-- TASK INSTRUCTIONS --
1 > Answer these questions using the forum thread about the Silver Spring Transit Center:
(a) By at least how much is the project said to be over budget?
(b) Which Montgomery County Council member described the concerns as being about the building's long-term durability rather than its safety?
(c) At which three parties does the finger pointing in the report on the transit center point?
2 > Copy the passage of the forum thread about the Silver Spring Transit Center that runs from "## rrdude (Mar" to "but EIGHTY MILLION!".

-- SELECTED EXCERPT --
────────

# MORE Problems at Silver Spring Transit Center



## The Davy Crockett (Mar 5, 2013)

It is being reported that there are more problems at the Silver Spring, Maryland Transit Center. The project is already over two years behind schedule and at least $80,000,000.00 over budget. Now there are concerns over the "long term durability of the building, not its safety" according to Montgomery County Council member Roger Berliner, though the details are deliberately vague at this point, according to this article.


----------



## rrdude (Mar 6, 2013)

How a building can be $80M over budget, for a NOT HUGE project, boggles me. It's not like it's $5M, or $10M, or even $20M, but EIGHTY MILLION!

Somebody screwed the pooch


----------



## The Davy Crockett (Mar 20, 2013)

The fiasco continues. With no end in site or on site. They should just start over at this point, but adjacent. Then leave the current mess 'as is' - and make it the newest, if not most expensive, monument/public art in the DC area, giving it the name:

"Monu-mental Engineering Failure" h34r:



Am I glad I left that neck of the woods alligator swamp in 2009.


----------



## afigg (Mar 20, 2013)

The Greater Greater Washington blog has an entry today on the report on the mess with the Silver Spring Transit Center. The finger pointing is at the engineering design firm, the contractor who built it, and the contractor who was supposed to provide the independent inspection oversight. The lawyers will make money off of the lawsuits and legal actions as everyone involved tries to shift the blame to someone else. The engineering review says the construction shortcomings are fixable, but correction work is likely to be stalled until the financial and legal liabilities are resolved.

────────

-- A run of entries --
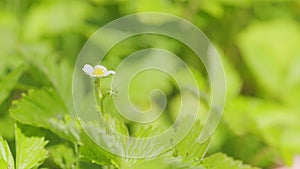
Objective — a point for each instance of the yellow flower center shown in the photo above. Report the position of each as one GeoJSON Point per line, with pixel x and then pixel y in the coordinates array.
{"type": "Point", "coordinates": [98, 72]}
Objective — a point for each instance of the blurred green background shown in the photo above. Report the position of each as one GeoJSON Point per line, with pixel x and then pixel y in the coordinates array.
{"type": "Point", "coordinates": [258, 41]}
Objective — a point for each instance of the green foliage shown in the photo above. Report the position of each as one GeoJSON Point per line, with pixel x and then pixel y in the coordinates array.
{"type": "Point", "coordinates": [6, 158]}
{"type": "Point", "coordinates": [30, 152]}
{"type": "Point", "coordinates": [259, 46]}
{"type": "Point", "coordinates": [220, 160]}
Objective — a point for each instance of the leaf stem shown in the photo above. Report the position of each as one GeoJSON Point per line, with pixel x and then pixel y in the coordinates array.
{"type": "Point", "coordinates": [100, 95]}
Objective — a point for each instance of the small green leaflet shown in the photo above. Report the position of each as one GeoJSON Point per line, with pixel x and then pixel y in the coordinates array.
{"type": "Point", "coordinates": [222, 161]}
{"type": "Point", "coordinates": [6, 158]}
{"type": "Point", "coordinates": [30, 152]}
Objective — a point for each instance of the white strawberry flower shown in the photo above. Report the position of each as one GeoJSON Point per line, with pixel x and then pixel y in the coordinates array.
{"type": "Point", "coordinates": [98, 71]}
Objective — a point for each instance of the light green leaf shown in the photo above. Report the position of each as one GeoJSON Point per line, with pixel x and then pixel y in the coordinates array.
{"type": "Point", "coordinates": [63, 156]}
{"type": "Point", "coordinates": [166, 163]}
{"type": "Point", "coordinates": [103, 135]}
{"type": "Point", "coordinates": [9, 81]}
{"type": "Point", "coordinates": [219, 160]}
{"type": "Point", "coordinates": [271, 49]}
{"type": "Point", "coordinates": [190, 148]}
{"type": "Point", "coordinates": [6, 158]}
{"type": "Point", "coordinates": [48, 112]}
{"type": "Point", "coordinates": [30, 151]}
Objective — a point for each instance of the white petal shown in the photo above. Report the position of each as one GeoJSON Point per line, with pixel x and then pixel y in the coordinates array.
{"type": "Point", "coordinates": [110, 72]}
{"type": "Point", "coordinates": [88, 69]}
{"type": "Point", "coordinates": [101, 67]}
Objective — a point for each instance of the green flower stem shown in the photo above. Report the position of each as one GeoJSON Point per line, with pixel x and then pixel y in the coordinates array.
{"type": "Point", "coordinates": [100, 95]}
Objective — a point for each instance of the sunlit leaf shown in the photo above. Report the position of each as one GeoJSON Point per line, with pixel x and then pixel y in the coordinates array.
{"type": "Point", "coordinates": [6, 158]}
{"type": "Point", "coordinates": [30, 151]}
{"type": "Point", "coordinates": [219, 160]}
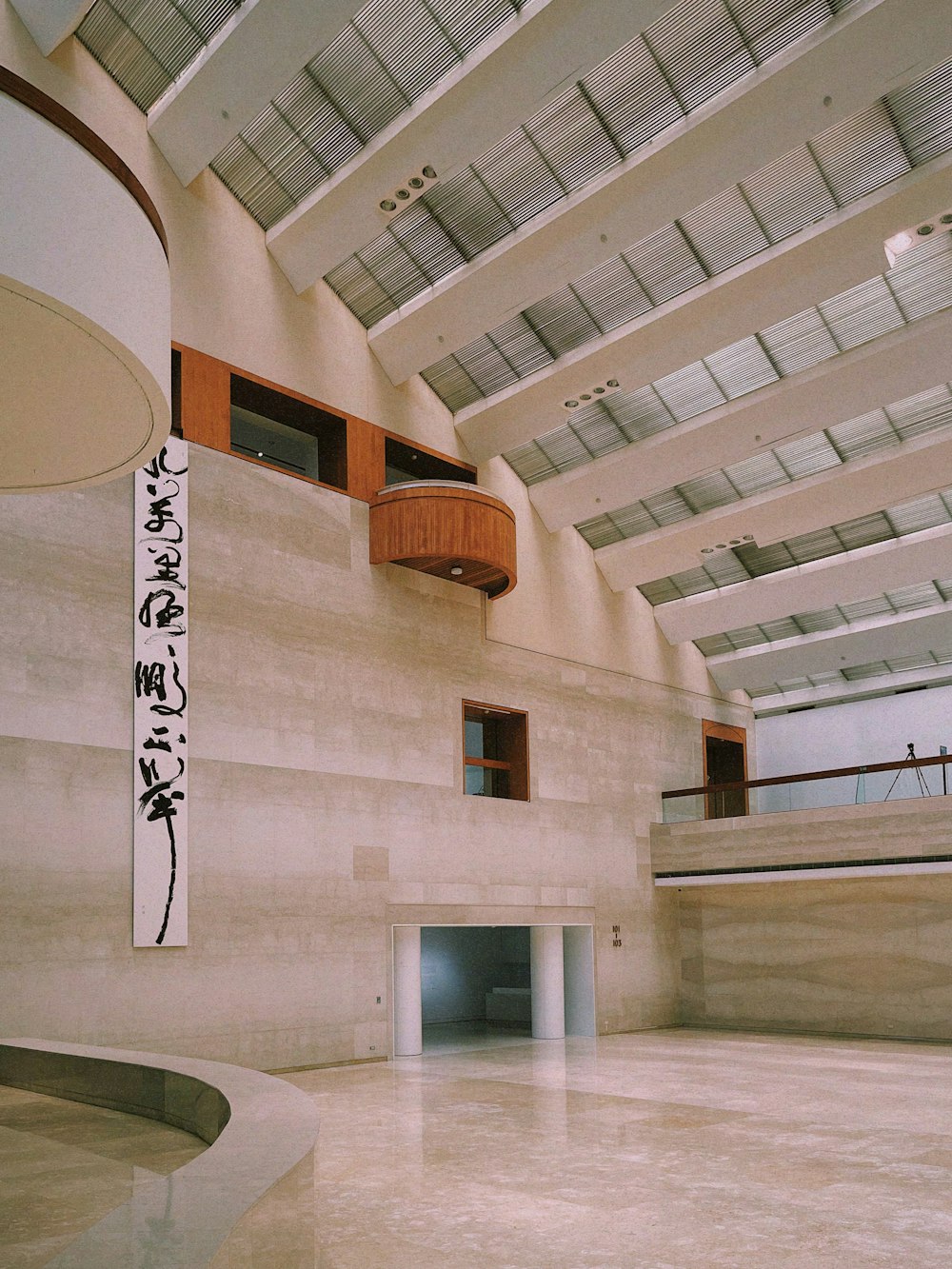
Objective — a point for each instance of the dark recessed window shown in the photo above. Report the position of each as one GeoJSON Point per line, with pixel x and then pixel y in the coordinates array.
{"type": "Point", "coordinates": [293, 435]}
{"type": "Point", "coordinates": [406, 464]}
{"type": "Point", "coordinates": [495, 751]}
{"type": "Point", "coordinates": [175, 392]}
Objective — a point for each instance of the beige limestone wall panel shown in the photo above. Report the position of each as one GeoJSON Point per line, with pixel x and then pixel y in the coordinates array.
{"type": "Point", "coordinates": [860, 957]}
{"type": "Point", "coordinates": [326, 782]}
{"type": "Point", "coordinates": [914, 827]}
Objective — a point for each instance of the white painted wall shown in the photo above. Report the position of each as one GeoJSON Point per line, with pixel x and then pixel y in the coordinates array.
{"type": "Point", "coordinates": [851, 735]}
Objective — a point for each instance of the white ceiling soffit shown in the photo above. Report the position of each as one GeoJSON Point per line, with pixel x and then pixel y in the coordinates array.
{"type": "Point", "coordinates": [840, 252]}
{"type": "Point", "coordinates": [885, 369]}
{"type": "Point", "coordinates": [50, 22]}
{"type": "Point", "coordinates": [851, 576]}
{"type": "Point", "coordinates": [547, 46]}
{"type": "Point", "coordinates": [251, 58]}
{"type": "Point", "coordinates": [860, 487]}
{"type": "Point", "coordinates": [882, 639]}
{"type": "Point", "coordinates": [871, 49]}
{"type": "Point", "coordinates": [841, 693]}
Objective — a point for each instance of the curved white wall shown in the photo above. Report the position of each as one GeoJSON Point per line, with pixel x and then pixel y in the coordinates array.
{"type": "Point", "coordinates": [86, 311]}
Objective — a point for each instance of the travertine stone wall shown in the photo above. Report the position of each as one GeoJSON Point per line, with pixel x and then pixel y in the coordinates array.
{"type": "Point", "coordinates": [868, 957]}
{"type": "Point", "coordinates": [326, 782]}
{"type": "Point", "coordinates": [909, 829]}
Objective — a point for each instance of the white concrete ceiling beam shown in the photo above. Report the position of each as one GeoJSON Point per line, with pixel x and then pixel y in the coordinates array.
{"type": "Point", "coordinates": [841, 693]}
{"type": "Point", "coordinates": [883, 639]}
{"type": "Point", "coordinates": [840, 252]}
{"type": "Point", "coordinates": [874, 47]}
{"type": "Point", "coordinates": [842, 579]}
{"type": "Point", "coordinates": [544, 50]}
{"type": "Point", "coordinates": [249, 61]}
{"type": "Point", "coordinates": [860, 487]}
{"type": "Point", "coordinates": [878, 373]}
{"type": "Point", "coordinates": [50, 22]}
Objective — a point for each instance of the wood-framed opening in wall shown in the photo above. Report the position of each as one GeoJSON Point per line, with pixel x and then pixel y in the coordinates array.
{"type": "Point", "coordinates": [725, 755]}
{"type": "Point", "coordinates": [495, 751]}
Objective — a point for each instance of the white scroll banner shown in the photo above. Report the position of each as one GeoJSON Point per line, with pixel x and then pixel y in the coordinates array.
{"type": "Point", "coordinates": [160, 702]}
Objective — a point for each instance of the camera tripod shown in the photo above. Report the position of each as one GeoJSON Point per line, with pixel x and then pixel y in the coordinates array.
{"type": "Point", "coordinates": [924, 791]}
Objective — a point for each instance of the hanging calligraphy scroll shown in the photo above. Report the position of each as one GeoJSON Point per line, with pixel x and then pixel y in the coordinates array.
{"type": "Point", "coordinates": [160, 702]}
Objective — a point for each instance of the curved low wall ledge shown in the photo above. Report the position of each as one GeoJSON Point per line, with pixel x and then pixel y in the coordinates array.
{"type": "Point", "coordinates": [448, 529]}
{"type": "Point", "coordinates": [248, 1200]}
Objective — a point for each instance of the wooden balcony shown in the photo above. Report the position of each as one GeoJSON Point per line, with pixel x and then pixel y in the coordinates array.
{"type": "Point", "coordinates": [448, 529]}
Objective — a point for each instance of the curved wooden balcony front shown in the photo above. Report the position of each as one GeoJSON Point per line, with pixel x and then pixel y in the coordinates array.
{"type": "Point", "coordinates": [448, 529]}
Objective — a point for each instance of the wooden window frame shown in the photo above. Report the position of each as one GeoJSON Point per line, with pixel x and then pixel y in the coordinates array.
{"type": "Point", "coordinates": [514, 744]}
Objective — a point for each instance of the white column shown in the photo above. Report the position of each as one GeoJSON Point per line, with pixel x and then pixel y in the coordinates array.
{"type": "Point", "coordinates": [547, 982]}
{"type": "Point", "coordinates": [579, 981]}
{"type": "Point", "coordinates": [407, 998]}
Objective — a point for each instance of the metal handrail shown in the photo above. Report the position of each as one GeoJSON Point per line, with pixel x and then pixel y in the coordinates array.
{"type": "Point", "coordinates": [906, 763]}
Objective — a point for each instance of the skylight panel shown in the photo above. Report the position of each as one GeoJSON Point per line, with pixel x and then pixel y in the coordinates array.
{"type": "Point", "coordinates": [145, 47]}
{"type": "Point", "coordinates": [684, 60]}
{"type": "Point", "coordinates": [753, 561]}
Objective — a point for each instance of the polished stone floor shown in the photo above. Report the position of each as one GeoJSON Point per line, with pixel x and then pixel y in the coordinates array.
{"type": "Point", "coordinates": [662, 1150]}
{"type": "Point", "coordinates": [65, 1165]}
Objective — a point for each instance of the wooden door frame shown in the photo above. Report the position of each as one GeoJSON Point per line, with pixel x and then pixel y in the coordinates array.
{"type": "Point", "coordinates": [723, 731]}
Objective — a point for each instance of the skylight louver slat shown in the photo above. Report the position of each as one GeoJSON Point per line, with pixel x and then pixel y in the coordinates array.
{"type": "Point", "coordinates": [780, 628]}
{"type": "Point", "coordinates": [426, 241]}
{"type": "Point", "coordinates": [866, 609]}
{"type": "Point", "coordinates": [392, 266]}
{"type": "Point", "coordinates": [409, 42]}
{"type": "Point", "coordinates": [714, 644]}
{"type": "Point", "coordinates": [922, 414]}
{"type": "Point", "coordinates": [700, 50]}
{"type": "Point", "coordinates": [807, 456]}
{"type": "Point", "coordinates": [598, 430]}
{"type": "Point", "coordinates": [918, 514]}
{"type": "Point", "coordinates": [562, 321]}
{"type": "Point", "coordinates": [529, 464]}
{"type": "Point", "coordinates": [863, 313]}
{"type": "Point", "coordinates": [668, 506]}
{"type": "Point", "coordinates": [825, 620]}
{"type": "Point", "coordinates": [452, 384]}
{"type": "Point", "coordinates": [922, 117]}
{"type": "Point", "coordinates": [356, 81]}
{"type": "Point", "coordinates": [640, 414]}
{"type": "Point", "coordinates": [689, 392]}
{"type": "Point", "coordinates": [520, 178]}
{"type": "Point", "coordinates": [758, 473]}
{"type": "Point", "coordinates": [564, 449]}
{"type": "Point", "coordinates": [486, 366]}
{"type": "Point", "coordinates": [573, 140]}
{"type": "Point", "coordinates": [612, 294]}
{"type": "Point", "coordinates": [664, 264]}
{"type": "Point", "coordinates": [765, 28]}
{"type": "Point", "coordinates": [799, 342]}
{"type": "Point", "coordinates": [476, 218]}
{"type": "Point", "coordinates": [706, 492]}
{"type": "Point", "coordinates": [632, 96]}
{"type": "Point", "coordinates": [521, 346]}
{"type": "Point", "coordinates": [861, 153]}
{"type": "Point", "coordinates": [742, 368]}
{"type": "Point", "coordinates": [788, 194]}
{"type": "Point", "coordinates": [863, 435]}
{"type": "Point", "coordinates": [724, 231]}
{"type": "Point", "coordinates": [909, 599]}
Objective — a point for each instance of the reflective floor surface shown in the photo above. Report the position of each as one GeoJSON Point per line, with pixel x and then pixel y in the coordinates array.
{"type": "Point", "coordinates": [65, 1165]}
{"type": "Point", "coordinates": [665, 1149]}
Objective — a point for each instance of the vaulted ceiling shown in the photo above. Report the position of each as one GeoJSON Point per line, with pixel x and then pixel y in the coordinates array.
{"type": "Point", "coordinates": [644, 262]}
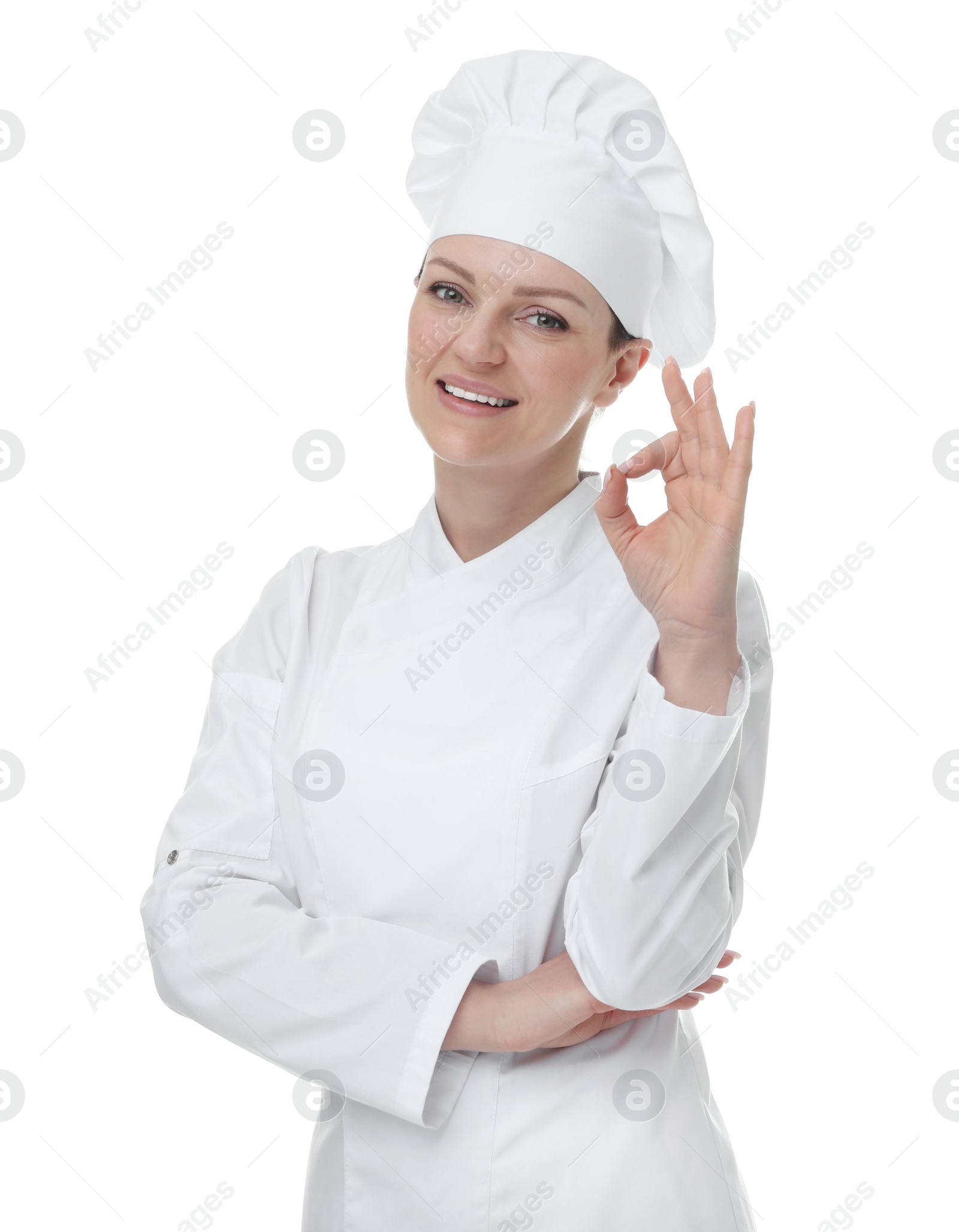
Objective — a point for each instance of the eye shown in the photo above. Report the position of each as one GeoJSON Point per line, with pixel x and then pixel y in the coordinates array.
{"type": "Point", "coordinates": [545, 321]}
{"type": "Point", "coordinates": [447, 294]}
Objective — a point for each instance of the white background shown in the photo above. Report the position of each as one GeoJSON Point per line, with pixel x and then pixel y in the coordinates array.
{"type": "Point", "coordinates": [135, 472]}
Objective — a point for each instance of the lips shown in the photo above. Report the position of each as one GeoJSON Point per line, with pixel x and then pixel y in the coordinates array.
{"type": "Point", "coordinates": [474, 397]}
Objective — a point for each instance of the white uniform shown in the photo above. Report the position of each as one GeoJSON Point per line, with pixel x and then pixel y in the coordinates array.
{"type": "Point", "coordinates": [416, 772]}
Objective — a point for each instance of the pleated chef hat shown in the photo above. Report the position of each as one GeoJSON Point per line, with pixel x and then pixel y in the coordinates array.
{"type": "Point", "coordinates": [528, 138]}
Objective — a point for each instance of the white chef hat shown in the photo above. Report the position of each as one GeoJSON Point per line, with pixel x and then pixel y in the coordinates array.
{"type": "Point", "coordinates": [532, 138]}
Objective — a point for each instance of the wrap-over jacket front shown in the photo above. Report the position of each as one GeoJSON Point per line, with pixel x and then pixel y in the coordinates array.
{"type": "Point", "coordinates": [417, 772]}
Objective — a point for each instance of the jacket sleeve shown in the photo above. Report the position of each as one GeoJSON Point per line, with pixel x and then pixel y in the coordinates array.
{"type": "Point", "coordinates": [660, 886]}
{"type": "Point", "coordinates": [231, 945]}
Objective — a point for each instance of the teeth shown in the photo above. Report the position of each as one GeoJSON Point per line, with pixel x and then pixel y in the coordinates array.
{"type": "Point", "coordinates": [475, 397]}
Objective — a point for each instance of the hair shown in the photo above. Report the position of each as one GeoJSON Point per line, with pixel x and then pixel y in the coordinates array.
{"type": "Point", "coordinates": [618, 333]}
{"type": "Point", "coordinates": [619, 336]}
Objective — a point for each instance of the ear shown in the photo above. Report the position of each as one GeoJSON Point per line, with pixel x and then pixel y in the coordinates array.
{"type": "Point", "coordinates": [629, 363]}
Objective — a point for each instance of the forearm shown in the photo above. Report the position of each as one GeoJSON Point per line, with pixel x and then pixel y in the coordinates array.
{"type": "Point", "coordinates": [696, 672]}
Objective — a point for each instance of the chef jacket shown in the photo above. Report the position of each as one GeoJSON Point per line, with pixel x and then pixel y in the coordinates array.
{"type": "Point", "coordinates": [415, 773]}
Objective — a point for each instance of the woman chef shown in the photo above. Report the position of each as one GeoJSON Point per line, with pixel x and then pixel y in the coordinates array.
{"type": "Point", "coordinates": [470, 808]}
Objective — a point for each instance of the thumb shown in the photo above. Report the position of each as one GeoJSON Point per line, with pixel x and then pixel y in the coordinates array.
{"type": "Point", "coordinates": [613, 511]}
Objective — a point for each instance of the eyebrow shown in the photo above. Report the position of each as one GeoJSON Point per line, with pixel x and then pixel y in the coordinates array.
{"type": "Point", "coordinates": [517, 291]}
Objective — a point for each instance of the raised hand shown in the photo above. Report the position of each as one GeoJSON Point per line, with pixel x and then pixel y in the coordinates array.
{"type": "Point", "coordinates": [683, 566]}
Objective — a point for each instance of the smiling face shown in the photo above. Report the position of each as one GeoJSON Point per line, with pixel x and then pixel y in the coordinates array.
{"type": "Point", "coordinates": [509, 353]}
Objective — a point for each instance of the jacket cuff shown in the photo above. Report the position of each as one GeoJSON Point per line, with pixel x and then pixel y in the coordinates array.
{"type": "Point", "coordinates": [694, 724]}
{"type": "Point", "coordinates": [434, 1080]}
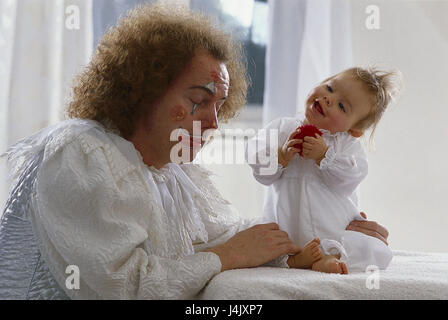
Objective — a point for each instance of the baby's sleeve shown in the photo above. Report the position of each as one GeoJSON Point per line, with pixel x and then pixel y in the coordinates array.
{"type": "Point", "coordinates": [83, 220]}
{"type": "Point", "coordinates": [344, 166]}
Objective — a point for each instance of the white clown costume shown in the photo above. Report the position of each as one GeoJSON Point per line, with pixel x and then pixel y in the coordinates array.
{"type": "Point", "coordinates": [308, 200]}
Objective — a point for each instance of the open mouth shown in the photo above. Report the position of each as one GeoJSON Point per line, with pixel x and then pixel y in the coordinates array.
{"type": "Point", "coordinates": [317, 107]}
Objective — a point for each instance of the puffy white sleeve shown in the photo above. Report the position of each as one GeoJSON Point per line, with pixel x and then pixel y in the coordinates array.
{"type": "Point", "coordinates": [262, 150]}
{"type": "Point", "coordinates": [344, 166]}
{"type": "Point", "coordinates": [84, 220]}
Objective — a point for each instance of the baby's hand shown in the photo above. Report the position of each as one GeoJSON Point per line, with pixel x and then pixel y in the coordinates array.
{"type": "Point", "coordinates": [287, 151]}
{"type": "Point", "coordinates": [314, 148]}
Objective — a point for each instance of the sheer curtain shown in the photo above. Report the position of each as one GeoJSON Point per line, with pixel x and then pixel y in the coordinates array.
{"type": "Point", "coordinates": [43, 44]}
{"type": "Point", "coordinates": [308, 41]}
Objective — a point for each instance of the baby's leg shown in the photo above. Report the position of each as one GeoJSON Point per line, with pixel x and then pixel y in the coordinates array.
{"type": "Point", "coordinates": [310, 254]}
{"type": "Point", "coordinates": [330, 264]}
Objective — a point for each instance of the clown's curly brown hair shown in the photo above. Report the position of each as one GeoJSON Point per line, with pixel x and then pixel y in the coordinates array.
{"type": "Point", "coordinates": [137, 60]}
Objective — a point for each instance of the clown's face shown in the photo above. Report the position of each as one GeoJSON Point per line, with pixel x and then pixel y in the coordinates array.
{"type": "Point", "coordinates": [338, 104]}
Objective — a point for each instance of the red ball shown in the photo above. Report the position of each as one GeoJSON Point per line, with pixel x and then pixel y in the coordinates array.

────────

-- SOLUTIONS BELOW --
1 >
(a) At least $80,000,000.00.
(b) Roger Berliner.
(c) The engineering design firm, the contractor who built it, and the contractor who was supposed to provide the independent inspection oversight.

2 >
## rrdude (Mar 6, 2013)

How a building can be $80M over budget, for a NOT HUGE project, boggles me. It's not like it's $5M, or $10M, or even $20M, but EIGHTY MILLION!